── DATA RECORDS ──

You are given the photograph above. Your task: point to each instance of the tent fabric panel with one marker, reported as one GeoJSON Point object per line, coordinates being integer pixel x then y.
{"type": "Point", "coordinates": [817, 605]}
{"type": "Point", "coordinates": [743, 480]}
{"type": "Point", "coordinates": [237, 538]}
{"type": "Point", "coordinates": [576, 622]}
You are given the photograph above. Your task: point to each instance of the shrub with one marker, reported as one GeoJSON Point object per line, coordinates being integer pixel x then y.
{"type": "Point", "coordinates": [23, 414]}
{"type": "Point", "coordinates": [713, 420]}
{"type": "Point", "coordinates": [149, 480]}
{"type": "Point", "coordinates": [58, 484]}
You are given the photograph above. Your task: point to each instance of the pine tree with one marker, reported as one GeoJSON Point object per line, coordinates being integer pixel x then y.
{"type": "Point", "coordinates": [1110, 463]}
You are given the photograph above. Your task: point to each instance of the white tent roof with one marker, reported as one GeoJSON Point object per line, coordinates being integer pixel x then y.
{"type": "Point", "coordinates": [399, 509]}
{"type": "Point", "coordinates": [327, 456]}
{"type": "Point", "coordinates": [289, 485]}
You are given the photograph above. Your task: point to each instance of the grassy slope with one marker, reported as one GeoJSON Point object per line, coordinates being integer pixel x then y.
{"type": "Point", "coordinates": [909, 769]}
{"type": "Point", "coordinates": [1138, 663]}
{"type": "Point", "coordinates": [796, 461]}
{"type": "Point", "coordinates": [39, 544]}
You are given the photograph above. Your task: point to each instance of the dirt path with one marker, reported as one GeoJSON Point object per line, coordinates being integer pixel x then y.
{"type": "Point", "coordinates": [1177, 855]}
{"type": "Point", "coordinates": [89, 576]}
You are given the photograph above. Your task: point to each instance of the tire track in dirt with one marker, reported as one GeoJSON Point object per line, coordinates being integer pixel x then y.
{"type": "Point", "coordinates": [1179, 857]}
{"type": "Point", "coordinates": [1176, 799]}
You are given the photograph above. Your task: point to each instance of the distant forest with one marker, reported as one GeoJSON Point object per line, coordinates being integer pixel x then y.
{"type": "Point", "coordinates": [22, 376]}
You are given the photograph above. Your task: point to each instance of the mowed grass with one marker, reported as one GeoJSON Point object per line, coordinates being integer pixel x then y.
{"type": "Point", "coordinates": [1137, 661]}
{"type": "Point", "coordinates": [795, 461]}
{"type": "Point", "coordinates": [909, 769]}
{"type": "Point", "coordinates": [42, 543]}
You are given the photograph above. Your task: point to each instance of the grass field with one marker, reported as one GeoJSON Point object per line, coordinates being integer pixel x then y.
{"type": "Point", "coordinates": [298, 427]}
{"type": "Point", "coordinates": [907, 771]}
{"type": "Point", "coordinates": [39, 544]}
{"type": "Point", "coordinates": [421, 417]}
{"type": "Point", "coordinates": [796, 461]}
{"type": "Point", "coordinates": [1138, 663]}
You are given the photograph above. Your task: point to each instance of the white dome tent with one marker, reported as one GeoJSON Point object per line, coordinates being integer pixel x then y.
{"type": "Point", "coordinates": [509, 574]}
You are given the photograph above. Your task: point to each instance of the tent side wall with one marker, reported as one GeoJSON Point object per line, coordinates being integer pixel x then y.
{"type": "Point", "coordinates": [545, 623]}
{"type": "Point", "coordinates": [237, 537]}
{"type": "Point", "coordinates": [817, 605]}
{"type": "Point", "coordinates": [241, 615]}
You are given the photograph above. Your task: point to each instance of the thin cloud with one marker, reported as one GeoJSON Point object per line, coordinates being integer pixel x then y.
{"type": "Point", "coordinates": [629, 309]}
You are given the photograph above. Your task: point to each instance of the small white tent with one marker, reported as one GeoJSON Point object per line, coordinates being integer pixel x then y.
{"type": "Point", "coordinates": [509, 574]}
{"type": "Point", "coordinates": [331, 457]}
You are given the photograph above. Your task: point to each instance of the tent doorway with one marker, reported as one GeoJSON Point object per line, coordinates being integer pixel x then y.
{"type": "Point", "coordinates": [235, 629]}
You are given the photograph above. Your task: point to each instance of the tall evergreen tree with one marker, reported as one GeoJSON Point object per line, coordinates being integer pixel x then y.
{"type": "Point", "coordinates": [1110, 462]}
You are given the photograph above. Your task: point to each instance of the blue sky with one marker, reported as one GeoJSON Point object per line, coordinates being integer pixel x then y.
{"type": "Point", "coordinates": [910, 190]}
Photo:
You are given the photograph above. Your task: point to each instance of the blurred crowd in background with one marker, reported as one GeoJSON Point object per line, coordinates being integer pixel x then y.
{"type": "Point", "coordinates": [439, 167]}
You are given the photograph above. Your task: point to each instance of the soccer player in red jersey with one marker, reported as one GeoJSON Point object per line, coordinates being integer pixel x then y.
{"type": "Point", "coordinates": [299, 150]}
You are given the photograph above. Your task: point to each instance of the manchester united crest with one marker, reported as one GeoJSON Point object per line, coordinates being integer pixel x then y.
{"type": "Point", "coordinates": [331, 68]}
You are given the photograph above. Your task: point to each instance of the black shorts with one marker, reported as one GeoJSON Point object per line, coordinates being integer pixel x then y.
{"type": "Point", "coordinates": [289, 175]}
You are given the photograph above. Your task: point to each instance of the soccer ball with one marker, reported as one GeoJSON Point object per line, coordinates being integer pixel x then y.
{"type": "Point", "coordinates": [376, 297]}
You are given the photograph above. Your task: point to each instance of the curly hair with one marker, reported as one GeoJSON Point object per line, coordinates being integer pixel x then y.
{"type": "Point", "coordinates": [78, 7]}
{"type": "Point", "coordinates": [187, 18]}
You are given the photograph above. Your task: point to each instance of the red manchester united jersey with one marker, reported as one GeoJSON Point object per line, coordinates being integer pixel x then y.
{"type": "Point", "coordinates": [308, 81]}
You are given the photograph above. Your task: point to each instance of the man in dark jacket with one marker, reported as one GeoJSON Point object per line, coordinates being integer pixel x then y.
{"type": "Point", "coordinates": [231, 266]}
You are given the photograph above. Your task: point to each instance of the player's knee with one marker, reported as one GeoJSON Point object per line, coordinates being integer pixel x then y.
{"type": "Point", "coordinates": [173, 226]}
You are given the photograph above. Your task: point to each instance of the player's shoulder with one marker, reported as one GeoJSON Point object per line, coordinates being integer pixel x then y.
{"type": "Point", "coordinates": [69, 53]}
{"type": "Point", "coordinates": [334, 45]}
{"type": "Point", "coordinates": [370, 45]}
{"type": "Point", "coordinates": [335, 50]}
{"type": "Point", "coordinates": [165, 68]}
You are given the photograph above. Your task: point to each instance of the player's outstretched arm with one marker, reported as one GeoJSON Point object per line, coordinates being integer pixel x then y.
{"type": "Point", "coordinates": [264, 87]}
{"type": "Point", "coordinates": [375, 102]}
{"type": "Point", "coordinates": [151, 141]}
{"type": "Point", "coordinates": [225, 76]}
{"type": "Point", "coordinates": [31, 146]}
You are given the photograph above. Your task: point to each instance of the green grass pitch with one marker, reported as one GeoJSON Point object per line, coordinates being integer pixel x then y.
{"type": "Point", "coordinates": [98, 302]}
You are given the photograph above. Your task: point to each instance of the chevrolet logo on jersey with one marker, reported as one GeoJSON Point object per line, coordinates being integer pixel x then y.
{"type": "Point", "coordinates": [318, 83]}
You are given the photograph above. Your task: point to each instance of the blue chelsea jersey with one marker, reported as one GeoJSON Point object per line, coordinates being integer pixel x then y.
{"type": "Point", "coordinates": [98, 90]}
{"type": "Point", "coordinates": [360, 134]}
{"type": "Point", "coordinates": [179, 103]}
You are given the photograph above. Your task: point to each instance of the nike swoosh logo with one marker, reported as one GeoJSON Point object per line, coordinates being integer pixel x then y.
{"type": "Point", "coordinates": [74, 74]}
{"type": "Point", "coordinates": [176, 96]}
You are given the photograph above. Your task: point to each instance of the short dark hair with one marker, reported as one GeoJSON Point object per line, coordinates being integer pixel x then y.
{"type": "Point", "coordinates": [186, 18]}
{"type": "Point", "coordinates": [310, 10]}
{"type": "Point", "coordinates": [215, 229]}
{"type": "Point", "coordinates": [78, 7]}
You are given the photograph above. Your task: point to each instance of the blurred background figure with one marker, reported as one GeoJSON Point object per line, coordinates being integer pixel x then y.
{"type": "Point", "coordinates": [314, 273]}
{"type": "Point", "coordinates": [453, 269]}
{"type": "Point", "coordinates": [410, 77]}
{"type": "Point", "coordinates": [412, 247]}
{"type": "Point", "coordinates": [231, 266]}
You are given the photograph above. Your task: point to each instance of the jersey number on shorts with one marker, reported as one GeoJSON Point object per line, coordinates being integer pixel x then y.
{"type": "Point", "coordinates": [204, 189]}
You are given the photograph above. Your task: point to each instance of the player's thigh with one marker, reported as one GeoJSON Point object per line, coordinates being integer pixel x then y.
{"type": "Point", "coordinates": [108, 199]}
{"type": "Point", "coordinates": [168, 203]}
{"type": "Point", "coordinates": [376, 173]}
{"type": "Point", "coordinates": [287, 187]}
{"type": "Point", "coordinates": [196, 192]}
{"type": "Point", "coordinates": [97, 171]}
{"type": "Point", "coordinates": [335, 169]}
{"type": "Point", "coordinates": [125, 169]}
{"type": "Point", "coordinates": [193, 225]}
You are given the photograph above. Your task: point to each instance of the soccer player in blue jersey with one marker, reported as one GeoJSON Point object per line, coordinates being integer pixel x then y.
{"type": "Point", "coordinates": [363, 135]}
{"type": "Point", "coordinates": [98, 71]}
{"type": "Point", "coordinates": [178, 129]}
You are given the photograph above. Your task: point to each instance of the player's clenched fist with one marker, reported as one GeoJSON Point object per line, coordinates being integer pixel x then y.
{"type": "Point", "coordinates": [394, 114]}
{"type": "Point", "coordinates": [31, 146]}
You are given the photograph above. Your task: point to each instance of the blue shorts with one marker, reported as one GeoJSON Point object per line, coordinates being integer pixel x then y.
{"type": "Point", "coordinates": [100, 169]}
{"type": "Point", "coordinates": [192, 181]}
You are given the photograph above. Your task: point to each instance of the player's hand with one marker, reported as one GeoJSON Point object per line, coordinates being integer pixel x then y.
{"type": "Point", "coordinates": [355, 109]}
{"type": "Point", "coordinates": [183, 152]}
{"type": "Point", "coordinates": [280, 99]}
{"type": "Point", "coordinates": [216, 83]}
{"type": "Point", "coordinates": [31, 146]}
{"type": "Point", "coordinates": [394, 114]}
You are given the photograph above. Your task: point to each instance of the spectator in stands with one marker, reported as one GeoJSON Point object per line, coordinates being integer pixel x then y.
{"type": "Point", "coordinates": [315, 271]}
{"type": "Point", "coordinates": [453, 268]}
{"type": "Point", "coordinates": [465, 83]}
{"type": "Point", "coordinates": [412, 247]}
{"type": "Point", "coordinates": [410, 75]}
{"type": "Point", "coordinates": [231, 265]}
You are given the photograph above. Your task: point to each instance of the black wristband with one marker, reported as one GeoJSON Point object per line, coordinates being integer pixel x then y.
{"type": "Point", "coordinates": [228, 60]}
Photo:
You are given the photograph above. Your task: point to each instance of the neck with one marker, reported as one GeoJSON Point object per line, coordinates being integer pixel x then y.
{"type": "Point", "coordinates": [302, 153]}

───

STATED GOAL:
Copy exactly the lines above, from the one containing "the player's hand" through the very last line.

EXERCISE ANSWER:
You are given the photograph above. Your task: point to each instance of the player's hand with one marker, reported as one GeoJSON Point object per line, coordinates being integer pixel x then y.
{"type": "Point", "coordinates": [355, 109]}
{"type": "Point", "coordinates": [183, 152]}
{"type": "Point", "coordinates": [280, 99]}
{"type": "Point", "coordinates": [216, 83]}
{"type": "Point", "coordinates": [31, 146]}
{"type": "Point", "coordinates": [394, 114]}
You are given the photograph above. Your task: point to each instance of the spectator in stands with one marker, reported as one GeoJSON Point object per line, coordinates being integer pixel x then y.
{"type": "Point", "coordinates": [315, 271]}
{"type": "Point", "coordinates": [453, 268]}
{"type": "Point", "coordinates": [465, 83]}
{"type": "Point", "coordinates": [412, 247]}
{"type": "Point", "coordinates": [410, 75]}
{"type": "Point", "coordinates": [231, 265]}
You are given the photograph above. Your task: point to each instance of the black wristband with one marker, reported as one GeoJSON Point object per line, coordinates being integer pixel x then y.
{"type": "Point", "coordinates": [228, 60]}
Photo:
You are given the photograph above. Your task: point to each instance of the neck with one marker, reported as one GeoJSON Point object per line, coordinates being integer pixel x then y.
{"type": "Point", "coordinates": [302, 153]}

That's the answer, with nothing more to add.